EXERCISE DETAILS: In the entries below, copy word for word only the lines from the one containing "Expected: for each instance of the tail" through the one containing "x=270 y=729", including both of those lines.

TASK INPUTS:
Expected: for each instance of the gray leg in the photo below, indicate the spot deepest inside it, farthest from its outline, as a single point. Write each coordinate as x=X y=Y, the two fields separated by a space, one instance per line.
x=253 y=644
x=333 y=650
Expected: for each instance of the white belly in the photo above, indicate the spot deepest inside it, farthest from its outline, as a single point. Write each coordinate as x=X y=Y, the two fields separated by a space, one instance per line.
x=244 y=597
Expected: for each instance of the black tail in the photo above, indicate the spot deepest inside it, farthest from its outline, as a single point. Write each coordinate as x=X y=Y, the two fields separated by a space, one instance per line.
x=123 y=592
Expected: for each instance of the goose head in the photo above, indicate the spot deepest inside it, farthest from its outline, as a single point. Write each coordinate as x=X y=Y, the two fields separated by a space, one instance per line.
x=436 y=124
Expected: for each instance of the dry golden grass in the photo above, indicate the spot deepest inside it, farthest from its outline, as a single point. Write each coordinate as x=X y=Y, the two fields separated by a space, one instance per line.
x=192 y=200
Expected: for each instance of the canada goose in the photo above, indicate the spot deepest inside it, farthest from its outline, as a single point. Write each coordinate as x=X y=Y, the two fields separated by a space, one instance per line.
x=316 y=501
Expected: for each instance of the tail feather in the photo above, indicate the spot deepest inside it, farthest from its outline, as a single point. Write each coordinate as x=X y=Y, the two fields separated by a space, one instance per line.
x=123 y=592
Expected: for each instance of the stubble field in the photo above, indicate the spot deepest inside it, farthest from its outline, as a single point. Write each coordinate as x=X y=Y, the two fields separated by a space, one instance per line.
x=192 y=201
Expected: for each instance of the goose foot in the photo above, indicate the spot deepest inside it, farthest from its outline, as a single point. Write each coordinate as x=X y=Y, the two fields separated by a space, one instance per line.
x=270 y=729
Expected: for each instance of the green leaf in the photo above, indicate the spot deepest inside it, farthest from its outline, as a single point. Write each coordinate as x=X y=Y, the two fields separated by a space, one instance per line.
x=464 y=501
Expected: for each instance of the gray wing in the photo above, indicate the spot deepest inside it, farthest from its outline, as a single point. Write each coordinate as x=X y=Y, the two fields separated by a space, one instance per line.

WRITTEN RESPONSE:
Expected: for each instance of the tail feather in the photo above, indicate the spot deepest inside it, farthest from its outline, as a single point. Write each coordinate as x=X y=Y, the two fields separated by a space, one instance per line.
x=123 y=592
Expected: for each instance of the stubble field in the photo above, indicate the spot deepest inside it, farthest from its outline, as a single point. Write each coordinate as x=X y=Y, the two fields separated by a space, one instance per line.
x=192 y=201
Expected: for each instance of the goose foot in the photo above, indicate the spot deepest inside it, farthest from its outline, as a single point. Write each coordinate as x=X y=Y, the two fields separated by a space, one instance per line.
x=270 y=729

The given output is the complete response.